• **Instructions for the task**: Extract the text of each entry below exactly, leaving every image behind.

Saved entries:
:::::

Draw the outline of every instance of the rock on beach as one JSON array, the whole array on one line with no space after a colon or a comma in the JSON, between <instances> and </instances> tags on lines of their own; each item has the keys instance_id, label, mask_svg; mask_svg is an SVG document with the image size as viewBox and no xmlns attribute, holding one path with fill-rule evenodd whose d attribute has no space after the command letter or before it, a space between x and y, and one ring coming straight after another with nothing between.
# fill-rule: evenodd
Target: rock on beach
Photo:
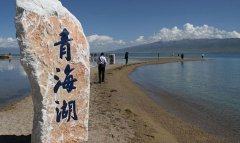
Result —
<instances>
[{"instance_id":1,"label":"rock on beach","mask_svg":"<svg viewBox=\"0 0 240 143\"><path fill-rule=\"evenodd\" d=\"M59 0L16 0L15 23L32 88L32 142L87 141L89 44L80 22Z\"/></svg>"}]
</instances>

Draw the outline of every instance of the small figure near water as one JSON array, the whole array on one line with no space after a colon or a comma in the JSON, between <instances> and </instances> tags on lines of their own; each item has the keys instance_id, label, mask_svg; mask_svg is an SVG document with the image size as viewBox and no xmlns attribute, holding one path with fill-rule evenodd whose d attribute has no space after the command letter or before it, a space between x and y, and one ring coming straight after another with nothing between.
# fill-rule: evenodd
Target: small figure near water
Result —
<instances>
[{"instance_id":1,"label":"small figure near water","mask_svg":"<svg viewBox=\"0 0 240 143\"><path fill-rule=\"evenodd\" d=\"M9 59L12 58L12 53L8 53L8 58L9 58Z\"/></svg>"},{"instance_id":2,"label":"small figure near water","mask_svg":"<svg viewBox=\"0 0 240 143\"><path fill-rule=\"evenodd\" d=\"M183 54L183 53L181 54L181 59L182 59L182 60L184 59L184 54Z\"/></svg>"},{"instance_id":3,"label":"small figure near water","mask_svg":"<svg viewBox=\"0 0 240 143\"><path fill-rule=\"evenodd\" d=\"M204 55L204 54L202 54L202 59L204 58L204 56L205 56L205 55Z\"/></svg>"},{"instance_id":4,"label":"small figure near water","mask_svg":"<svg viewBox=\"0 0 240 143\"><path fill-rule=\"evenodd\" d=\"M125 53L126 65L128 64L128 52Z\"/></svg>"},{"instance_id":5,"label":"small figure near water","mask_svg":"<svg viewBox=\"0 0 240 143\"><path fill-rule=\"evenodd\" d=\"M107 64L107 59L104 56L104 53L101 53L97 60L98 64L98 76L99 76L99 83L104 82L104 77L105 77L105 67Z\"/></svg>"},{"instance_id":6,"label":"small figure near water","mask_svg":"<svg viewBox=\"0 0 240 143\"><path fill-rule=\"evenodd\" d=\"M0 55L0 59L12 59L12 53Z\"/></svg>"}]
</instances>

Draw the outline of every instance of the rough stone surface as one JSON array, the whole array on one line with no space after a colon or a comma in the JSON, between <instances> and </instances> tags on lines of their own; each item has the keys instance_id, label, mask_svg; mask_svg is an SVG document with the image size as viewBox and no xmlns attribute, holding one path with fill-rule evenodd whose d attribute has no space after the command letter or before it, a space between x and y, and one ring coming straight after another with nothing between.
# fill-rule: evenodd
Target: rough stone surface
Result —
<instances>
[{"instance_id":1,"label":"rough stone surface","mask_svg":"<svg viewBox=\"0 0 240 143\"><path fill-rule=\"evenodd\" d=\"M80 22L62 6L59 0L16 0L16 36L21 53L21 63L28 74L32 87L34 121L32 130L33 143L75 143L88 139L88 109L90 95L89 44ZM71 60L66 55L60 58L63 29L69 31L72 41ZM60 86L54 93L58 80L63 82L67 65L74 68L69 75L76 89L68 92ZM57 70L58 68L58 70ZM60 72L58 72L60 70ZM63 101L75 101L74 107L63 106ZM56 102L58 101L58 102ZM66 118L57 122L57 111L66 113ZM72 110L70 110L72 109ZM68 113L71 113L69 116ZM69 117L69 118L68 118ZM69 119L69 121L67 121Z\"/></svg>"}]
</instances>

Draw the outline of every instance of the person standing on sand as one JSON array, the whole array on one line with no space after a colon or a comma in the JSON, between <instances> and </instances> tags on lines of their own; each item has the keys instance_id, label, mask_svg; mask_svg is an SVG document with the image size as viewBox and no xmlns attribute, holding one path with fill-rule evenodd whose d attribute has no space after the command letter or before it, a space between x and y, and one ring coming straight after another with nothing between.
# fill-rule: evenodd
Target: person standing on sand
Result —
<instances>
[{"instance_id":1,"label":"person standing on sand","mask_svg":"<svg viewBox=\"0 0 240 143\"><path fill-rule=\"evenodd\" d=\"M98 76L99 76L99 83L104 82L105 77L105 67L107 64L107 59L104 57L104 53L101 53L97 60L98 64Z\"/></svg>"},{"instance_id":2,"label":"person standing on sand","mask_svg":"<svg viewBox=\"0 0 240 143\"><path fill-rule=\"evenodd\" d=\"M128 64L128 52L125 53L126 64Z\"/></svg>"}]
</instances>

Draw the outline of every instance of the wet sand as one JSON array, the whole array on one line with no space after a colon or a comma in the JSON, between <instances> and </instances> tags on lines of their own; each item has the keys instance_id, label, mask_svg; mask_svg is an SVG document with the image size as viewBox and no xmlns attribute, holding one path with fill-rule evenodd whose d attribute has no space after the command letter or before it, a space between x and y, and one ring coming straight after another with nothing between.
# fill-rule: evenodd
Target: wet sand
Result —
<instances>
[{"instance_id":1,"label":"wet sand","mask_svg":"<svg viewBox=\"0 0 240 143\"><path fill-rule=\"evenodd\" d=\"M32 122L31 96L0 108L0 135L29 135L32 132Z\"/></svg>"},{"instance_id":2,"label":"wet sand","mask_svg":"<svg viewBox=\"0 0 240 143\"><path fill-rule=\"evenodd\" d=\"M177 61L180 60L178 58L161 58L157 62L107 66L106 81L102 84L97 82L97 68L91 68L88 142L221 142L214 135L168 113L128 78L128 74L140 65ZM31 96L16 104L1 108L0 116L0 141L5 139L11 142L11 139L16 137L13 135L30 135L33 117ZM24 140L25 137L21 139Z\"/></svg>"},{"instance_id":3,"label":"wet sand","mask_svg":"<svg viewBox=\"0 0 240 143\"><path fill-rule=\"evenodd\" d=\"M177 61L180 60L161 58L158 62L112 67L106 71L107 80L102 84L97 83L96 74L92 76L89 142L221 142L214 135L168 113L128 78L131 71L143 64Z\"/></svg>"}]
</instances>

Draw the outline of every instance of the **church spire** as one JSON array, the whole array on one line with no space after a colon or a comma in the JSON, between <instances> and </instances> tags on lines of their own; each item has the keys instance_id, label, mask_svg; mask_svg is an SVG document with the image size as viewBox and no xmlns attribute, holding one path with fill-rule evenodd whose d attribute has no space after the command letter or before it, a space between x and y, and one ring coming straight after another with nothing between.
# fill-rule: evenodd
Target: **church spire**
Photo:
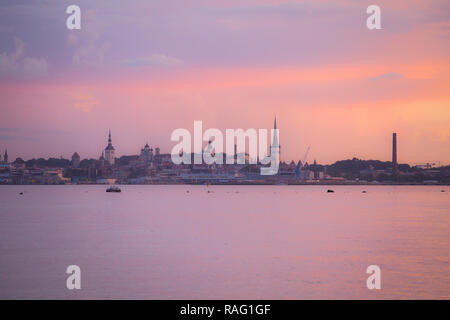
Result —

:::::

• **Completed task**:
Draw the outline of every instance of the rock on beach as one JSON array, the whole array on one line with no space after a colon or a comma in the JSON, between <instances> and </instances> tags on lines of their own; each item has the keys instance_id, label, mask_svg; mask_svg is an SVG document with the image size as viewBox and no xmlns attribute, holding one path with fill-rule evenodd whose d attribute has no space after the command letter or before it, a space between x and y, and one ring coming straight after another with nothing between.
# fill-rule: evenodd
Target: rock on beach
Photo:
Result —
<instances>
[{"instance_id":1,"label":"rock on beach","mask_svg":"<svg viewBox=\"0 0 240 143\"><path fill-rule=\"evenodd\" d=\"M59 0L16 0L15 23L32 88L32 142L87 141L89 44L80 22Z\"/></svg>"}]
</instances>

Draw the outline of every instance of the small figure near water as one JSON array, the whole array on one line with no space after a colon or a comma in the JSON, between <instances> and </instances> tags on lines of their own; each item has the keys instance_id, label, mask_svg; mask_svg is an SVG document with the image size as viewBox and no xmlns attribute, holding one path with fill-rule evenodd whose d attribute has no space after the command letter or before it, a space between x and y, and one ring coming straight after another with nothing between.
# fill-rule: evenodd
Target: small figure near water
Result —
<instances>
[{"instance_id":1,"label":"small figure near water","mask_svg":"<svg viewBox=\"0 0 240 143\"><path fill-rule=\"evenodd\" d=\"M9 59L12 58L12 53L8 53L8 58L9 58Z\"/></svg>"},{"instance_id":2,"label":"small figure near water","mask_svg":"<svg viewBox=\"0 0 240 143\"><path fill-rule=\"evenodd\" d=\"M183 54L183 53L181 54L181 59L182 59L182 60L184 59L184 54Z\"/></svg>"},{"instance_id":3,"label":"small figure near water","mask_svg":"<svg viewBox=\"0 0 240 143\"><path fill-rule=\"evenodd\" d=\"M204 55L204 54L202 54L202 59L204 58L204 56L205 56L205 55Z\"/></svg>"},{"instance_id":4,"label":"small figure near water","mask_svg":"<svg viewBox=\"0 0 240 143\"><path fill-rule=\"evenodd\" d=\"M125 53L126 65L128 64L128 52Z\"/></svg>"},{"instance_id":5,"label":"small figure near water","mask_svg":"<svg viewBox=\"0 0 240 143\"><path fill-rule=\"evenodd\" d=\"M107 64L107 59L104 56L104 53L101 53L97 60L98 64L98 76L99 76L99 83L104 82L104 77L105 77L105 67Z\"/></svg>"},{"instance_id":6,"label":"small figure near water","mask_svg":"<svg viewBox=\"0 0 240 143\"><path fill-rule=\"evenodd\" d=\"M0 55L0 59L12 59L12 53Z\"/></svg>"}]
</instances>

Draw the outline of every instance of the rough stone surface as one JSON array, the whole array on one line with no space after a colon or a comma in the JSON, between <instances> and </instances> tags on lines of their own; each item has the keys instance_id, label, mask_svg; mask_svg is an SVG document with the image size as viewBox and no xmlns attribute, holding one path with fill-rule evenodd whose d attribute has no space after the command letter or before it, a space between x and y, and one ring coming straight after another with nothing between.
# fill-rule: evenodd
Target: rough stone surface
Result —
<instances>
[{"instance_id":1,"label":"rough stone surface","mask_svg":"<svg viewBox=\"0 0 240 143\"><path fill-rule=\"evenodd\" d=\"M80 22L62 6L59 0L16 0L16 36L21 53L21 63L28 74L32 87L34 121L32 130L33 143L75 143L88 139L88 109L90 95L89 44ZM71 60L66 55L60 58L63 29L69 31L72 41ZM60 86L54 93L58 80L63 82L67 65L74 68L69 75L76 89L68 92ZM57 70L58 68L58 70ZM60 72L58 72L60 70ZM63 101L75 101L74 107L63 106ZM56 102L58 101L58 102ZM66 118L57 122L57 111L66 113ZM72 110L70 110L72 109ZM68 113L71 113L69 116ZM69 117L69 118L68 118ZM69 119L69 121L67 121Z\"/></svg>"}]
</instances>

Draw the outline of every instance of the person standing on sand as one JSON array, the whole array on one line with no space after a colon or a comma in the JSON, between <instances> and </instances> tags on lines of their own; each item has the keys instance_id, label, mask_svg; mask_svg is an SVG document with the image size as viewBox and no xmlns attribute, holding one path with fill-rule evenodd whose d attribute has no space after the command letter or before it, a space between x and y, and one ring coming straight after another with nothing between.
# fill-rule: evenodd
Target: person standing on sand
Result —
<instances>
[{"instance_id":1,"label":"person standing on sand","mask_svg":"<svg viewBox=\"0 0 240 143\"><path fill-rule=\"evenodd\" d=\"M98 76L99 76L99 83L104 82L105 77L105 67L107 64L107 59L104 57L104 53L101 53L97 60L98 64Z\"/></svg>"},{"instance_id":2,"label":"person standing on sand","mask_svg":"<svg viewBox=\"0 0 240 143\"><path fill-rule=\"evenodd\" d=\"M128 64L128 52L125 53L126 64Z\"/></svg>"}]
</instances>

Draw the outline of every instance of the wet sand as one JSON array, the whole array on one line with no space after a colon or a comma in the JSON, between <instances> and </instances> tags on lines of their own; each item has the keys instance_id, label, mask_svg; mask_svg is an SVG document with the image size as viewBox and no xmlns attribute, holding one path with fill-rule evenodd whose d attribute has no space after the command letter or before it, a space between x and y, and one ring coming straight after another with nothing between.
# fill-rule: evenodd
Target: wet sand
Result —
<instances>
[{"instance_id":1,"label":"wet sand","mask_svg":"<svg viewBox=\"0 0 240 143\"><path fill-rule=\"evenodd\" d=\"M32 122L31 96L0 108L0 135L29 135L32 132Z\"/></svg>"},{"instance_id":2,"label":"wet sand","mask_svg":"<svg viewBox=\"0 0 240 143\"><path fill-rule=\"evenodd\" d=\"M177 61L180 60L178 58L161 58L157 62L107 66L106 81L102 84L97 82L97 68L91 68L88 142L221 142L214 135L168 113L128 78L128 74L140 65ZM31 96L16 104L1 108L0 116L0 141L5 139L11 142L11 139L16 137L13 135L30 135L33 117ZM24 140L25 137L21 139Z\"/></svg>"},{"instance_id":3,"label":"wet sand","mask_svg":"<svg viewBox=\"0 0 240 143\"><path fill-rule=\"evenodd\" d=\"M177 61L180 60L161 58L158 62L112 67L106 71L107 80L102 84L97 83L96 74L92 76L89 142L221 142L214 135L168 113L128 78L131 71L143 64Z\"/></svg>"}]
</instances>

Draw the outline of every instance of the **church spire** as one JSON array, the whole array on one line with no space after a colon or a comma in the JSON, between <instances> and </instances> tags on lines of their own; each item has the keys instance_id, label, mask_svg; mask_svg is an SVG document with the image size as viewBox and no xmlns attribute, holding one path with fill-rule evenodd whose d attribute has no space after the command letter or before it, a space between x and y, and one ring coming straight after another with nothing between.
# fill-rule: evenodd
Target: **church spire**
Photo:
Result —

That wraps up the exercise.